**PROBLEM DESCRIPTION**:
Please pull out the lines of the records word for word, starting with the line that contains "Annotation guideline: every instance of the blue sky" and going on through the end of the records.

**EXERCISE INPUTS**:
☆ ☆ ☆

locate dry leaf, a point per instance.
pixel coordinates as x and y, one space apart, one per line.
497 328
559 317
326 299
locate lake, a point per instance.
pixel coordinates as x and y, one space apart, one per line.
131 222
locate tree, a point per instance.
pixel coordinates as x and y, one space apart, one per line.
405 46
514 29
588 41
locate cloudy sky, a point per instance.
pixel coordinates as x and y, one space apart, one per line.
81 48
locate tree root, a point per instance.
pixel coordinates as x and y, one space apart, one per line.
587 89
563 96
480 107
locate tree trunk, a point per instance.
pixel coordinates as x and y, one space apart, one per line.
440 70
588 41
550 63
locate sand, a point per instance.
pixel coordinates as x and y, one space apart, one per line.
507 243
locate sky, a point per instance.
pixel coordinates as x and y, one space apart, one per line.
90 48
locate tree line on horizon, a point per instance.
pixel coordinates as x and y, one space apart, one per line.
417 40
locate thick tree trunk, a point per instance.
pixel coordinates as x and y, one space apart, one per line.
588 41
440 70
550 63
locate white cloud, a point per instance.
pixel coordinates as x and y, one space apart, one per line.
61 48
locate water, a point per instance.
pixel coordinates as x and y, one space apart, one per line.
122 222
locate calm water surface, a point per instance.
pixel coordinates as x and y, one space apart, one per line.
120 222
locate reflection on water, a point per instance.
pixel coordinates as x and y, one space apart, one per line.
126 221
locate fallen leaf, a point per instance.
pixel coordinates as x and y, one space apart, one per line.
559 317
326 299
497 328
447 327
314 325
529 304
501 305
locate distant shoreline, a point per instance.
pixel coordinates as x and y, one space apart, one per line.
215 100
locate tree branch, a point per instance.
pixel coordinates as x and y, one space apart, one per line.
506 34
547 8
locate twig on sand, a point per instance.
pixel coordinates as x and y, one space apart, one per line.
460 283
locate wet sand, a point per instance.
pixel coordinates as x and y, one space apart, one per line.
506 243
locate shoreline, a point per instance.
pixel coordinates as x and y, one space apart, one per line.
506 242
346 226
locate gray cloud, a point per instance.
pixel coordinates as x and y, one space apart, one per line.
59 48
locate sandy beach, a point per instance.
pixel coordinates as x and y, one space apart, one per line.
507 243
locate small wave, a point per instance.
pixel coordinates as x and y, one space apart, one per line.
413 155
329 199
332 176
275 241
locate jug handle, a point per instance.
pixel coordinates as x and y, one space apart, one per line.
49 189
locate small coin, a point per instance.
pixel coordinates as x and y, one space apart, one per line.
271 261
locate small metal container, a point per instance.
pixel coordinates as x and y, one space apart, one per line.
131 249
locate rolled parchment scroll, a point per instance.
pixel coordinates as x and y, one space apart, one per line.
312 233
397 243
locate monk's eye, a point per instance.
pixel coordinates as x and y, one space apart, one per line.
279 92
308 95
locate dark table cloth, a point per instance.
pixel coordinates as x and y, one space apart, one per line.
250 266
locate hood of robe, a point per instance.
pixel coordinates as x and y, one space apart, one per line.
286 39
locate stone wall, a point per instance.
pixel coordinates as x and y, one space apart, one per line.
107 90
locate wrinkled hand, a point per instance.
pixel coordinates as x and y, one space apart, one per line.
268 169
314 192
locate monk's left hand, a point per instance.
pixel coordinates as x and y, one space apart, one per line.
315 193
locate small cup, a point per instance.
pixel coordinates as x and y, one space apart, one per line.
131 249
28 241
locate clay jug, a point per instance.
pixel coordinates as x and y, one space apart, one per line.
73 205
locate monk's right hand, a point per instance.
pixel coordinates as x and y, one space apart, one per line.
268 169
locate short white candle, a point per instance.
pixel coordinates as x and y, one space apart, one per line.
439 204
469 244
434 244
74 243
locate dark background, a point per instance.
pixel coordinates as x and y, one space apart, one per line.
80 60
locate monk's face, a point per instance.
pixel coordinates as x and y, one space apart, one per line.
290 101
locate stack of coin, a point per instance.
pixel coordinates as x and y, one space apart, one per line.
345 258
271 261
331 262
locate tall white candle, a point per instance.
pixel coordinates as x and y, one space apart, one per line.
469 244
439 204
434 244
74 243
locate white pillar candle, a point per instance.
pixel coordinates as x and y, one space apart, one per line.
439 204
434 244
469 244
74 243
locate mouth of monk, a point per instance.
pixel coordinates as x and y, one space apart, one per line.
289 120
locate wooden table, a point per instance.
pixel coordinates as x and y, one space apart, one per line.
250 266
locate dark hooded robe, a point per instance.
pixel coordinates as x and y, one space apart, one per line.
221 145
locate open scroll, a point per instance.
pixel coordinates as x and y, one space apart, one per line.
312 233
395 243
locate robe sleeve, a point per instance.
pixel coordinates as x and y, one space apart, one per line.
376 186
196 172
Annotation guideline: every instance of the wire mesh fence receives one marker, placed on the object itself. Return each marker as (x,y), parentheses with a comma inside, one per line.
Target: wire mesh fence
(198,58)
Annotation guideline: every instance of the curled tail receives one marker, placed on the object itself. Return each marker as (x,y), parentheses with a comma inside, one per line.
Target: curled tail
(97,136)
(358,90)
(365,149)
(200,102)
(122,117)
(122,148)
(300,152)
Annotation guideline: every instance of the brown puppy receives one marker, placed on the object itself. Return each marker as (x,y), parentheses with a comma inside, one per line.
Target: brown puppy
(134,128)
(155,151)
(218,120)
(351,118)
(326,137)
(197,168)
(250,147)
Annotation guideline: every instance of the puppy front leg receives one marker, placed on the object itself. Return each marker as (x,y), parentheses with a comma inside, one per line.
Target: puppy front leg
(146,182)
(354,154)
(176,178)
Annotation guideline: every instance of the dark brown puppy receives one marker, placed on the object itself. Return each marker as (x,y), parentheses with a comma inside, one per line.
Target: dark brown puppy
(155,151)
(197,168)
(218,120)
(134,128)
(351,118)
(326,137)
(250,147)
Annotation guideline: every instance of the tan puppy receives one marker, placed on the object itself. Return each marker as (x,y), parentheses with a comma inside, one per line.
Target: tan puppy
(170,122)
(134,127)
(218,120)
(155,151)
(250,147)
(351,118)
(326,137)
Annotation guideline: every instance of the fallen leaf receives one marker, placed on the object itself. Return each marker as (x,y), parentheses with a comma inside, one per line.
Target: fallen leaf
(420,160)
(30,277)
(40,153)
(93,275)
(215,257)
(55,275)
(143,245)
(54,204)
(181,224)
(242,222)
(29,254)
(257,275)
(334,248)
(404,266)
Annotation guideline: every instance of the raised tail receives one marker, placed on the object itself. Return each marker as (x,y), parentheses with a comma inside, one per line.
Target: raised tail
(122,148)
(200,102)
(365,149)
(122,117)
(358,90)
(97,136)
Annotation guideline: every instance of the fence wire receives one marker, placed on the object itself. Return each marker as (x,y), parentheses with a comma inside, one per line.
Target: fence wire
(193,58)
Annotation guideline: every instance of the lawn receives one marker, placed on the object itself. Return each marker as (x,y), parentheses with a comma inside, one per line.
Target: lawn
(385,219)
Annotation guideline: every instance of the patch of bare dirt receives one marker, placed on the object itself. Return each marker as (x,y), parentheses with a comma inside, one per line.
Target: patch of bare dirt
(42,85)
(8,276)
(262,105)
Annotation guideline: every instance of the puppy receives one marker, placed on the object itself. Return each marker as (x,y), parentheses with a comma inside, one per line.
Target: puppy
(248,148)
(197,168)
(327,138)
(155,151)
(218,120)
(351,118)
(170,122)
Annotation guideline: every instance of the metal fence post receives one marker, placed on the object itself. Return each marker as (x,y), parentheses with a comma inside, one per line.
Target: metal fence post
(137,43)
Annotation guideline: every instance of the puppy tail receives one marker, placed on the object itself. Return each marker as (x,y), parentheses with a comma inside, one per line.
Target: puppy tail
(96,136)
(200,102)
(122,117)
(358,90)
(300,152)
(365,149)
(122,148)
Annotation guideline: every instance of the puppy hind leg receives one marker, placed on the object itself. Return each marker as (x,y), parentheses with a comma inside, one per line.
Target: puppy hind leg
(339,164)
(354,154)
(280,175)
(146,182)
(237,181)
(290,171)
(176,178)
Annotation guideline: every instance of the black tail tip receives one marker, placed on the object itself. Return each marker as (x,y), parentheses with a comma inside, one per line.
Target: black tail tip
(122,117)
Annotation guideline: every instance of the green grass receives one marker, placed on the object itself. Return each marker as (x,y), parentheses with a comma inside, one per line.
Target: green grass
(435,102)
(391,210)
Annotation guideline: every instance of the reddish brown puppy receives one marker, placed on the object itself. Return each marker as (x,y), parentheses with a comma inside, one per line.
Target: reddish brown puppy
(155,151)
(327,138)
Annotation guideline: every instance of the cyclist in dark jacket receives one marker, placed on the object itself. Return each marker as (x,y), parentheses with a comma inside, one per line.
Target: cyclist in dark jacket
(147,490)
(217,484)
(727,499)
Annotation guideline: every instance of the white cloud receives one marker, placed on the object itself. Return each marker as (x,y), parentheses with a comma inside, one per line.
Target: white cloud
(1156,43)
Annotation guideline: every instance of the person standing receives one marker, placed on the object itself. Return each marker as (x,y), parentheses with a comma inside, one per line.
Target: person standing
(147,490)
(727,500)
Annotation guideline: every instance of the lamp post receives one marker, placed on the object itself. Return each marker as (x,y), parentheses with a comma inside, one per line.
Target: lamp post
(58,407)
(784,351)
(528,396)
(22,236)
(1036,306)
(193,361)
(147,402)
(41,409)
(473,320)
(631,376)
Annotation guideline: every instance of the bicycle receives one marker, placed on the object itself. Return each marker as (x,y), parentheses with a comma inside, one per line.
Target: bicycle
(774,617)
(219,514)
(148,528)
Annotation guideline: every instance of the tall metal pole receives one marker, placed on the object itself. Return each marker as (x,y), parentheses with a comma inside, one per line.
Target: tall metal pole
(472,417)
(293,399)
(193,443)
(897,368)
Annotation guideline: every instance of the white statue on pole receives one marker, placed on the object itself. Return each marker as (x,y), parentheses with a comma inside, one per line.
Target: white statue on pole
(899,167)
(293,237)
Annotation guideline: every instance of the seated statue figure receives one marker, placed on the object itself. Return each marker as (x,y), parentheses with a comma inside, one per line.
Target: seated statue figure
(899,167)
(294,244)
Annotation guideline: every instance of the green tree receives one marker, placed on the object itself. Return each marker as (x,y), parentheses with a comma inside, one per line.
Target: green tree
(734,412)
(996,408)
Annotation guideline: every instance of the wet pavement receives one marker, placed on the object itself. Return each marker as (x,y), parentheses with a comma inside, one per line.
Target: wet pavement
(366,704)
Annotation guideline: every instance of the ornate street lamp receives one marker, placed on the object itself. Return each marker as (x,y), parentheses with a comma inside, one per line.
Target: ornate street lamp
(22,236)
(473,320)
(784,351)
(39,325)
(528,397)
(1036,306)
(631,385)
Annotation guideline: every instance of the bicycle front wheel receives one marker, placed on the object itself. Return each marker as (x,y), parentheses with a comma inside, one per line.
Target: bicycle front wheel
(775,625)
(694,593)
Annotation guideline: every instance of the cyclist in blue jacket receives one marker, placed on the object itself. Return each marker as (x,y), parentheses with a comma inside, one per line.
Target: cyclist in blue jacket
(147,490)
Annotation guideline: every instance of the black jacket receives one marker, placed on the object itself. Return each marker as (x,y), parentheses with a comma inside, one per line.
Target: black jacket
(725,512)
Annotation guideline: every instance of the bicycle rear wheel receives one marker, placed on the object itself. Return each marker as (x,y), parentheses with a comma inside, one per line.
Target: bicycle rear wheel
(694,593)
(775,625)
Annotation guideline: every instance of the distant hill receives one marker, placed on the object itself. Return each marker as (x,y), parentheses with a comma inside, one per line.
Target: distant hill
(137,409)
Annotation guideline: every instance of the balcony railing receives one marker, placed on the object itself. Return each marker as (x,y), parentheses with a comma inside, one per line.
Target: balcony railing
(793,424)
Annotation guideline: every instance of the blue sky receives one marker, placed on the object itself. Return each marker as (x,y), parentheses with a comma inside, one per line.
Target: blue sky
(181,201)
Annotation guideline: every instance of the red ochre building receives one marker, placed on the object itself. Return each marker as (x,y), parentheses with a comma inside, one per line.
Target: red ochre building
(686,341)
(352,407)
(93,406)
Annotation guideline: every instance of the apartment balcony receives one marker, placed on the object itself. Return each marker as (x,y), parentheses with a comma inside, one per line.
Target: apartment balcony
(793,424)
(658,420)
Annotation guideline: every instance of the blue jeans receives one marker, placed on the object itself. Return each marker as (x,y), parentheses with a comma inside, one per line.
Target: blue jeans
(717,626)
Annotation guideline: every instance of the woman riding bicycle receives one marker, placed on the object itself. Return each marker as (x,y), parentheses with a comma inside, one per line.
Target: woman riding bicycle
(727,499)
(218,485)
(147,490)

☆ ☆ ☆

**WRITTEN REPLY**:
Annotation guideline: every instance of the blue sky receives one marker, placed on the object itself. Return each marker as (x,y), parentheses with a comma inside, one per line.
Target: blue sky
(181,201)
Annotation guideline: every instance of the red ochre building receives one marker, placed on the object itself. Return each marker as (x,y), parentheses with a comma inside, one per line.
Target: red ochre building
(686,341)
(352,407)
(93,406)
Annotation guideline: every instance of the apartment balcony receives one marker, placed on the object itself. Return each marker as (x,y), parentheses with a comma inside, one per line.
Target: apartment balcony
(793,424)
(658,420)
Annotation guideline: every instance of the blue jeans receives one marker, placed on the object itself. Return each marker as (x,y), parentheses with a comma inside, one per line.
Target: blue jeans
(717,626)
Annotation guideline: every instance of the woman riding bicycle receives one marker, placed on the object itself. Return each marker as (x,y), parentheses with a comma inside, one per line.
Target: woman riding bicycle
(727,499)
(218,485)
(147,490)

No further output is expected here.